** WHAT THIS TASK INVOLVES **
Count the lines in the rows below that contain the string "rafter", matching case exactly. Reply with the number only.
/---
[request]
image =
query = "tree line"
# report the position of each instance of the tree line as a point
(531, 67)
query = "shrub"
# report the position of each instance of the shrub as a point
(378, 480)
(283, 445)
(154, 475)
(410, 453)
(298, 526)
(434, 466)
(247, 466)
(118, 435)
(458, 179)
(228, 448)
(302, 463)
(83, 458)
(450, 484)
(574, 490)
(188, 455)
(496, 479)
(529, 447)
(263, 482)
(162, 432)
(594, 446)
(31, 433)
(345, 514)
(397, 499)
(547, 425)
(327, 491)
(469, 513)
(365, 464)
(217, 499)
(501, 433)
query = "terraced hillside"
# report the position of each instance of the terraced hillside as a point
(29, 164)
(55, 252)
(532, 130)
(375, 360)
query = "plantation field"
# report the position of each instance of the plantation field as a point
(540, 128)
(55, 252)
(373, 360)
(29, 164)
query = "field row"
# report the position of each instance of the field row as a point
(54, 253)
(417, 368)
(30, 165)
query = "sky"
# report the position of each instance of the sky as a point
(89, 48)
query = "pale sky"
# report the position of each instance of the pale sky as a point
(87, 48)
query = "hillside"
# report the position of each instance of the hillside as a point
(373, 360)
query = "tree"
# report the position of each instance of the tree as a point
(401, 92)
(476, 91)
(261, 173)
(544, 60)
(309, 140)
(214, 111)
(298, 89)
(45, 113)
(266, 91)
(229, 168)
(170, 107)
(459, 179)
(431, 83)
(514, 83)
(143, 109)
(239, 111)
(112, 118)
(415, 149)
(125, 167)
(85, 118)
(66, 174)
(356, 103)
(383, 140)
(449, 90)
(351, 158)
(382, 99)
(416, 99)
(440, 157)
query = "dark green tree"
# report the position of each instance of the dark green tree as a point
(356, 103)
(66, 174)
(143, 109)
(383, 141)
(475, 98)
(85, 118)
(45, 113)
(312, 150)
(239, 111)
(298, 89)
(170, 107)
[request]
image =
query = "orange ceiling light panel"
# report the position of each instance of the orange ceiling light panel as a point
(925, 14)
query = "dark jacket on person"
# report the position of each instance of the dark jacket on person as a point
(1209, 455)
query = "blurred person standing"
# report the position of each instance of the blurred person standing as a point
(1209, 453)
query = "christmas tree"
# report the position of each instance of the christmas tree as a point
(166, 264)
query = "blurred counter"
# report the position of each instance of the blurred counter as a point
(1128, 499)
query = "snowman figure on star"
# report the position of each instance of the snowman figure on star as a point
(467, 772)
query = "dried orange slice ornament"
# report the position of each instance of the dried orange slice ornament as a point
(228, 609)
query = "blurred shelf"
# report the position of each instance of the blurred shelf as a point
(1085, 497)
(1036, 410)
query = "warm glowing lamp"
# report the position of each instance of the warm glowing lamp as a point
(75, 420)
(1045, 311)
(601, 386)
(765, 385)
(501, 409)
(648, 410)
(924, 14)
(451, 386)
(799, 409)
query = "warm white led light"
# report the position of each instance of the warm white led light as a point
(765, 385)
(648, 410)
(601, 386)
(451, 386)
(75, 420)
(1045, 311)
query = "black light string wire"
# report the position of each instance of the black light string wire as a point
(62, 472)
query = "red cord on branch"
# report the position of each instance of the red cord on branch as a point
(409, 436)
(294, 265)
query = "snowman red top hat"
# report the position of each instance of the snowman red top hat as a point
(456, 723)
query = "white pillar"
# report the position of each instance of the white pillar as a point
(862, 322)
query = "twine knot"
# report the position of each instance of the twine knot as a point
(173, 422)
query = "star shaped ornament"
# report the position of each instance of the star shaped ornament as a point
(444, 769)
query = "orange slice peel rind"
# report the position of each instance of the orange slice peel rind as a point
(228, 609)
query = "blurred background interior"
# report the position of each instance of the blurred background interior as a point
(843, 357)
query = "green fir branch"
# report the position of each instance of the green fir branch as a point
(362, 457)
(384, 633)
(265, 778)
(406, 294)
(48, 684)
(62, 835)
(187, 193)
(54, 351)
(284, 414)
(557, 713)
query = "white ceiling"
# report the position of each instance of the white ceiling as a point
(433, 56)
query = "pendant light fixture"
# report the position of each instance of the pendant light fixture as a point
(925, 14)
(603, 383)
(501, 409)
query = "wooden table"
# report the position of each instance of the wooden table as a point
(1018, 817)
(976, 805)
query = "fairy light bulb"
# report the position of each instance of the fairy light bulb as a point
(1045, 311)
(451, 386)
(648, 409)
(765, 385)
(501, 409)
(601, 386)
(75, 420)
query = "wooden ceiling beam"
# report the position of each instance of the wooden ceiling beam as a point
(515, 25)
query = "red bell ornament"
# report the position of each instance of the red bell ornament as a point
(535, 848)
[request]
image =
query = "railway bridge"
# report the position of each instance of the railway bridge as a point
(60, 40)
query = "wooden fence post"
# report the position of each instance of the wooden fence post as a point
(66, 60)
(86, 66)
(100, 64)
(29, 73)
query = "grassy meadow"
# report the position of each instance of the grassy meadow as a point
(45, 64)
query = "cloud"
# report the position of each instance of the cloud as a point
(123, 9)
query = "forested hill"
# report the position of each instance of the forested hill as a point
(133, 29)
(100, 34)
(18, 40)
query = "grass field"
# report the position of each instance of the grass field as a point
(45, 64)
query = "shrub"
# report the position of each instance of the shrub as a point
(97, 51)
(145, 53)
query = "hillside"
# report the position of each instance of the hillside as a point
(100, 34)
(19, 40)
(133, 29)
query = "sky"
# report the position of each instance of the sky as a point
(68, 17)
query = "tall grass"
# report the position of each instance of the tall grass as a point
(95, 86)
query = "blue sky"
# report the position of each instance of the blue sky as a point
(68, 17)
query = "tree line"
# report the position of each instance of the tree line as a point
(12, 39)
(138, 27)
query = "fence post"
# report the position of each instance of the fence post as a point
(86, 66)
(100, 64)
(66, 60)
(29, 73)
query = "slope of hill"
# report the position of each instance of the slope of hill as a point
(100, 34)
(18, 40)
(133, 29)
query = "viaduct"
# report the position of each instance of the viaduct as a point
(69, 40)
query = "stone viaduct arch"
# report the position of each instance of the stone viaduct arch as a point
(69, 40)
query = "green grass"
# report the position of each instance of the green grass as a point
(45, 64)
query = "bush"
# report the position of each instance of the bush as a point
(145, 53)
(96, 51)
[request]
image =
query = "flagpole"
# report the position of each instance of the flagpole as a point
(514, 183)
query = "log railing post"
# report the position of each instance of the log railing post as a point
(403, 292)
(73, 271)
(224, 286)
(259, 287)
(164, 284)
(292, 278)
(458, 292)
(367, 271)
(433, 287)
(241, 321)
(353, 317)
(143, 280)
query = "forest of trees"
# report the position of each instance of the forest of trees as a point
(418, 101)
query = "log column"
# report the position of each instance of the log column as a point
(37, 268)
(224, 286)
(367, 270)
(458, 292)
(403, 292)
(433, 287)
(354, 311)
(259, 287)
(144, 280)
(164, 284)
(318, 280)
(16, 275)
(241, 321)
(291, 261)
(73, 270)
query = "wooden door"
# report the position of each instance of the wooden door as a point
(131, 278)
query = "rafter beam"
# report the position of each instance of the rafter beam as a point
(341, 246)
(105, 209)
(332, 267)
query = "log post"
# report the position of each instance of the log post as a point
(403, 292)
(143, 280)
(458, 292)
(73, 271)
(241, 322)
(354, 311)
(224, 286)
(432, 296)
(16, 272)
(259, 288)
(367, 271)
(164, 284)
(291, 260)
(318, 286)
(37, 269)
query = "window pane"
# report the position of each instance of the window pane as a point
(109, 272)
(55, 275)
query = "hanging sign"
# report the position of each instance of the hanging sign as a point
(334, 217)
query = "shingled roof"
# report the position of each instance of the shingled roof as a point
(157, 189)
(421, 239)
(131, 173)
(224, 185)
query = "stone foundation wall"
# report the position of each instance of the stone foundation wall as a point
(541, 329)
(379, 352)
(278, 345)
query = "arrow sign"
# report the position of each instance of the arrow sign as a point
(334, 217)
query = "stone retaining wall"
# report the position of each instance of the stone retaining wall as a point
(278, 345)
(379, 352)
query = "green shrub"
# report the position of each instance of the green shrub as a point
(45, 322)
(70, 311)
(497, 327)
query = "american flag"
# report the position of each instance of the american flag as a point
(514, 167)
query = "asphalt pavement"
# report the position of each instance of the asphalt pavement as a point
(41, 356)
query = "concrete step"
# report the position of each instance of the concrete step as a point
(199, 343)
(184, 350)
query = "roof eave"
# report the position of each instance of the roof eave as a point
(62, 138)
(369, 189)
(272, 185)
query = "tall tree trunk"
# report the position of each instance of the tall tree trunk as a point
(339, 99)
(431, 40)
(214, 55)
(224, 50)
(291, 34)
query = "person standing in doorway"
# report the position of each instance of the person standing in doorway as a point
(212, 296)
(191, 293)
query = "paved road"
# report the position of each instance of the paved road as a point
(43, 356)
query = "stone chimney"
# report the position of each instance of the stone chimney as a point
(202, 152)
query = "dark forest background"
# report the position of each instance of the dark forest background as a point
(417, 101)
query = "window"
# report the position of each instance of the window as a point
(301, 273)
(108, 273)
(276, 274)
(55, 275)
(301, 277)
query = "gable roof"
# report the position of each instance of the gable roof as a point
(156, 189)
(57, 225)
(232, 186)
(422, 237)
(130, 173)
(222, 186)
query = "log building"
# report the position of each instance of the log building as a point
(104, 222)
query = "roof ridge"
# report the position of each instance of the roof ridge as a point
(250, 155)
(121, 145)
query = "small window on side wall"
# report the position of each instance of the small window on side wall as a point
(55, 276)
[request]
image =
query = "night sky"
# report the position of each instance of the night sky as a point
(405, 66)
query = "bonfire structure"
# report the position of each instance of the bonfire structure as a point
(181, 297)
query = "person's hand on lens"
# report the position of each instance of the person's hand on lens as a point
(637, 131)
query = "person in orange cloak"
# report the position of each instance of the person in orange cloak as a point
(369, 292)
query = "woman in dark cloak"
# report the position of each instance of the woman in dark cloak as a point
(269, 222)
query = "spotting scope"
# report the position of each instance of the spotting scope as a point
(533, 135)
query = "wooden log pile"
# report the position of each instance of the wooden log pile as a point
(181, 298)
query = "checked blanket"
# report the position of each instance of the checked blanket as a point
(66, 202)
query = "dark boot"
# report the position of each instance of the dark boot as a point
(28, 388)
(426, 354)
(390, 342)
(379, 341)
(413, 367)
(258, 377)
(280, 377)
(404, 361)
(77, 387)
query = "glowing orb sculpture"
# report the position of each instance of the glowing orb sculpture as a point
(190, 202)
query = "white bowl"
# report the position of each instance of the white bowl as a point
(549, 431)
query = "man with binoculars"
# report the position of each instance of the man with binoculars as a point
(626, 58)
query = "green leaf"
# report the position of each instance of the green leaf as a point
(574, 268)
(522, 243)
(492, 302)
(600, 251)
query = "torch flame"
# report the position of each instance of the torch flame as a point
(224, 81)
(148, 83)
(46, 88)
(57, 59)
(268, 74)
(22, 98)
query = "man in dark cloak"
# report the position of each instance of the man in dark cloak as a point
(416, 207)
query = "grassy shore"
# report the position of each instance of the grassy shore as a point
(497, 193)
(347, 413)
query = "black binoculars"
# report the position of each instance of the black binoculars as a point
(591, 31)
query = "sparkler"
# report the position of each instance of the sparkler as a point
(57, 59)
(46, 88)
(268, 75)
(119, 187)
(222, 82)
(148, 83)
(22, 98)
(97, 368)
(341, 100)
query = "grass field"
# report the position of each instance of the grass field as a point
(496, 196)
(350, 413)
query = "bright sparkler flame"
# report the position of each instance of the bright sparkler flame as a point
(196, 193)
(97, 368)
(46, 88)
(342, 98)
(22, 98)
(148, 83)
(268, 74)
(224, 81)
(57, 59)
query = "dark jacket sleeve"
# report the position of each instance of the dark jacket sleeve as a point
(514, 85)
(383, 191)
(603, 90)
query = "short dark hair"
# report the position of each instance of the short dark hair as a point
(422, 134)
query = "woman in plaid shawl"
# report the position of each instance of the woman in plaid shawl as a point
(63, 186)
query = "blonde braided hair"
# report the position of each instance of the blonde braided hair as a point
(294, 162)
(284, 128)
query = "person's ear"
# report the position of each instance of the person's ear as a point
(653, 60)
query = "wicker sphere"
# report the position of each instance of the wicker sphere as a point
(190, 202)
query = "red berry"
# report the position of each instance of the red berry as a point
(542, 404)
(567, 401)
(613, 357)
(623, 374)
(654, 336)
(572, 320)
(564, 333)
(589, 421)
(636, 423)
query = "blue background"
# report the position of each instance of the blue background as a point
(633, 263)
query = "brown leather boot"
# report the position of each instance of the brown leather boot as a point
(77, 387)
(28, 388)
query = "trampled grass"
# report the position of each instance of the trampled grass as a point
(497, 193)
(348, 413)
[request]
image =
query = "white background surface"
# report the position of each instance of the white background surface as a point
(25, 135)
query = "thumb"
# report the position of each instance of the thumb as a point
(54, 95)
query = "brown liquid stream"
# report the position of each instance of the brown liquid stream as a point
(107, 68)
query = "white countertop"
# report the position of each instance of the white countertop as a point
\---
** EXPECTED OUTPUT **
2